Text passage —
◇ ◇ ◇ ◇ ◇ ◇ ◇

The main takeaway is that this work introduces the YMIR dataset of 1,475 clips across Sanaani, Hadhrami, Lahji, Tihami, and Adeni genres, with expert labels showing Fleiss kappa of 0.85, and then benchmarks a custom CNN called YMCM that reaches 98.8% accuracy on Mel-spectrograms while beating AlexNet, VGG16, MobileNet, and a baseline under matched conditions. That dataset fills a clear gap in music information retrieval, where most benchmarks stay with Western or popular styles. The systematic run of 30 experiments across six feature types and five architectures is a practical strength, giving readers concrete comparisons on what works for this audio rather than just one-off results. The collection protocol and consistent preprocessing also make the setup straightforward to understand and build on. The soft spot is the lack of any information on data partitioning. The abstract gives no split ratios, no mention of cross-validation, no per-genre counts, and no steps to keep clips from the same performance or artist out of both train and test sets. With only 1,475 short clips total, this leaves open the real possibility of leakage or overfitting that could push the accuracy numbers higher than true generalization would allow. The claim that YMCM is superior inherits the same uncertainty. This paper is for MIR researchers who want baselines for non-Western or culturally specific music, or for anyone extending genre classification to Arabic traditions. A reader looking for a starting dataset and feature comparisons in that area would get direct value from it. It deserves a serious referee because the dataset contribution is new and the experimental outline is clear enough to review in detail. I would send it to peer review, with the main request being full details on the splits, variance across runs, and whether the data or code will be released.

Referee Report

1 major / 2 minor

Summary. The paper introduces the YMIR dataset of 1,475 audio clips spanning five Yemeni genres (Sanaani, Hadhrami, Lahji, Tihami, Adeni), annotated by five experts with Fleiss' kappa = 0.85. It proposes the YMCM CNN and reports results from 30 experiments comparing feature representations (Mel-spectrograms, Chroma, FilterBank, MFCCs) and architectures (YMCM vs. AlexNet, VGG16, MobileNet, baseline CNN), with YMCM achieving the highest accuracy of 98.8% on Mel-spectrograms.

Significance. If the reported accuracies are shown to reflect generalization rather than leakage, the work provides a valuable new benchmark for underrepresented non-Western music in MIR, supported by strong expert annotation agreement and a systematic multi-feature, multi-model comparison that yields practical insights on feature-model interactions.

major comments (1)

[Abstract and experimental results] Abstract and experimental protocol: the headline claim that YMCM achieves 98.8% accuracy and is superior to AlexNet/VGG16/MobileNet under identical conditions is load-bearing, yet the manuscript supplies no train/test split ratios, source-blocking procedure for clips from the same performance or artist, cross-validation scheme, or variance across repeated runs. On a 1,475-clip corpus this omission prevents verification that the 30 experiments used a truly held-out test set, directly undermining the generalization and comparison results.

◇ ◇ ◇ ◇ ◇ ◇ ◇

Records from a point-labeling set —
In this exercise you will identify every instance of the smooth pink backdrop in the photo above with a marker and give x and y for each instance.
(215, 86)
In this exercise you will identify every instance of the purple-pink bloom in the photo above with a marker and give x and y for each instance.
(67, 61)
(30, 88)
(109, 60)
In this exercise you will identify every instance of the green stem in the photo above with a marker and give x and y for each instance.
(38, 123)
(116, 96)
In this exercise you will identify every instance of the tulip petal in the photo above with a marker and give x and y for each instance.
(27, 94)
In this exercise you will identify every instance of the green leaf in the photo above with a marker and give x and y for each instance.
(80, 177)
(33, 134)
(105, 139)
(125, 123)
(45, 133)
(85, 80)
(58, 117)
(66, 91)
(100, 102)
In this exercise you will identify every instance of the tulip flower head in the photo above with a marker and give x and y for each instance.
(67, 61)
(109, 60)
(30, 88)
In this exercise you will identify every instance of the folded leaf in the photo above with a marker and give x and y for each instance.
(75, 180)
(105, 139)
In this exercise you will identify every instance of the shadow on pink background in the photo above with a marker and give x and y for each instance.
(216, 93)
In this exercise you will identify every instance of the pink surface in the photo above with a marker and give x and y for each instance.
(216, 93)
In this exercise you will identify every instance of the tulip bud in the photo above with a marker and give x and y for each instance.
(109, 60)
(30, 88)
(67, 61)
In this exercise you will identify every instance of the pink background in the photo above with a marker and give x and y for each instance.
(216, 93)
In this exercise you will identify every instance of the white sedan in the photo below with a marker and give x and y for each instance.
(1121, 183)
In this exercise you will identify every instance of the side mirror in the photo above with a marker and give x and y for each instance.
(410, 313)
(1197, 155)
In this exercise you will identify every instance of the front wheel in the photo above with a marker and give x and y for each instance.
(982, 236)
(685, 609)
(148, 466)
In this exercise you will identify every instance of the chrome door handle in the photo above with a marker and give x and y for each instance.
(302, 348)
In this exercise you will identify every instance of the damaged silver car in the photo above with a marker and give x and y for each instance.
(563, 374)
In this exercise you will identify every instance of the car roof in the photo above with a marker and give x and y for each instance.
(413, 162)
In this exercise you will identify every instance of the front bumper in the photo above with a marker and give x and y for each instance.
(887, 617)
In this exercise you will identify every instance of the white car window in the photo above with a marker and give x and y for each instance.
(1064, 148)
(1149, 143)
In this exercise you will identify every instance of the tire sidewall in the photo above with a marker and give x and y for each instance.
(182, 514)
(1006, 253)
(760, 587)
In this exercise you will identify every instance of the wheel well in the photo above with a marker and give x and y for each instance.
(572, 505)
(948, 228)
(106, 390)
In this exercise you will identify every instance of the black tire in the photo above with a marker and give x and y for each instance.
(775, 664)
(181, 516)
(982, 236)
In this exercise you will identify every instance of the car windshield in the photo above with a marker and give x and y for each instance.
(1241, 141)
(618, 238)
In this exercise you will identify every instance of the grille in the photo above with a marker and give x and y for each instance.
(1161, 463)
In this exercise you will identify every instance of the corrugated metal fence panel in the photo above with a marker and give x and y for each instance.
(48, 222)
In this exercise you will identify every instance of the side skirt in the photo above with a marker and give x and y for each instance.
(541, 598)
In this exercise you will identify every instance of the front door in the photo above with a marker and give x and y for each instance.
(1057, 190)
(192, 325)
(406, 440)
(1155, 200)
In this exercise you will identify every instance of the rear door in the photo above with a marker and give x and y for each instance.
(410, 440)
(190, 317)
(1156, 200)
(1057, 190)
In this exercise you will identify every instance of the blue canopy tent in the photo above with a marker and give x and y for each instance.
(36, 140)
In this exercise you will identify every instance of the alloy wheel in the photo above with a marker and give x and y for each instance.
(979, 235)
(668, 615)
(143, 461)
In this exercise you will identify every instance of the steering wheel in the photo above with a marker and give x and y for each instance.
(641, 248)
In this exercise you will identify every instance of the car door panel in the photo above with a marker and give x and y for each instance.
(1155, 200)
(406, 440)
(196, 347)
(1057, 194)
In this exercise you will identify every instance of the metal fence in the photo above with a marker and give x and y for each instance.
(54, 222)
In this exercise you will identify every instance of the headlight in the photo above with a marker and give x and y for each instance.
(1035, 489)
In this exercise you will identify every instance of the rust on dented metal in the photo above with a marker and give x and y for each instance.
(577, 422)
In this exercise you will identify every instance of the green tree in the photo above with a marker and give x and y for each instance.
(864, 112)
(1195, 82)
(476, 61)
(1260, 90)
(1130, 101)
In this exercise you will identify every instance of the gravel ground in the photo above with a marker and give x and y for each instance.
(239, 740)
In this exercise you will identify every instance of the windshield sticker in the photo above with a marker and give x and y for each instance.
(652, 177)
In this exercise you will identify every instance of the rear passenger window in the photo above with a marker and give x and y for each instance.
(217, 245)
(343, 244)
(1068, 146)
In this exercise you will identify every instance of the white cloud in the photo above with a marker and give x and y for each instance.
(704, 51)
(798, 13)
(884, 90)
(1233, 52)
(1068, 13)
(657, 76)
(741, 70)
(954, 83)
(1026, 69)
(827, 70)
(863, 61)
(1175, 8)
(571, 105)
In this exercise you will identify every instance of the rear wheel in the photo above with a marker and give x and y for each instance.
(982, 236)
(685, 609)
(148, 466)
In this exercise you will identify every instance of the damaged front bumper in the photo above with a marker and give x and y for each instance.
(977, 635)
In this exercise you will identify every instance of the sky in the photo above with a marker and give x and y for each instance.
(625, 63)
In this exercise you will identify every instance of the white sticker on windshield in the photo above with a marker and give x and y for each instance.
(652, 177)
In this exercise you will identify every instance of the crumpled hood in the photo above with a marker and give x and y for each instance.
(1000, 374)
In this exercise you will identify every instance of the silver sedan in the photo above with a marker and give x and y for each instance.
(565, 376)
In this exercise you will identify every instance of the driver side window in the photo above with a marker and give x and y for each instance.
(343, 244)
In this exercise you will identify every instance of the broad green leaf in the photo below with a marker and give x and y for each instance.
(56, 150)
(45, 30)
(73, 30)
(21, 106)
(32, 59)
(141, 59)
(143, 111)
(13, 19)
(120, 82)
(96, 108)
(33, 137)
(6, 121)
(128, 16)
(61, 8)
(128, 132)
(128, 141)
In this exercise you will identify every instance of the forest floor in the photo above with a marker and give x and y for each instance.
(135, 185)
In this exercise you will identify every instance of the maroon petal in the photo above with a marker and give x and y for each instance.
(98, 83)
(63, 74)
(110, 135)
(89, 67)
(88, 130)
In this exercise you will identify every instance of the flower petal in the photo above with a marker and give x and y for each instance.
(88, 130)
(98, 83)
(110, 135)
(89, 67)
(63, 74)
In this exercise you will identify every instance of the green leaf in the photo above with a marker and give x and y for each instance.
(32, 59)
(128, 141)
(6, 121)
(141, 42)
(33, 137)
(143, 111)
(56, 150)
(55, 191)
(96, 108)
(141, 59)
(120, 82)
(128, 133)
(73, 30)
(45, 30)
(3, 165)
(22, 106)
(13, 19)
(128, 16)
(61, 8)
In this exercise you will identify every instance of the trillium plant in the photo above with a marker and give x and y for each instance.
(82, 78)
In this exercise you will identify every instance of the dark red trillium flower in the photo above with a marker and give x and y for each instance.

◇ ◇ ◇ ◇ ◇ ◇ ◇

Written instruction A —
Answer these questions using the passage on the YMIR dataset:
(i) How many clips make up the YMIR dataset?
(ii) How many experts annotated the clips?
(iii) What accuracy does YMCM achieve on Mel-spectrograms?
Written instruction B — Collect every line of the listing that contains the string "leaf". Case counts.
The passage on the YMIR dataset and the listing are independent of each other.

Response A —
(i) 1,475
(ii) Five
(iii) 98.8%

Response B —
In this exercise you will identify every instance of the green leaf in the photo above with a marker and give x and y for each instance.
In this exercise you will identify every instance of the folded leaf in the photo above with a marker and give x and y for each instance.
In this exercise you will identify every instance of the broad green leaf in the photo below with a marker and give x and y for each instance.
In this exercise you will identify every instance of the green leaf in the photo above with a marker and give x and y for each instance.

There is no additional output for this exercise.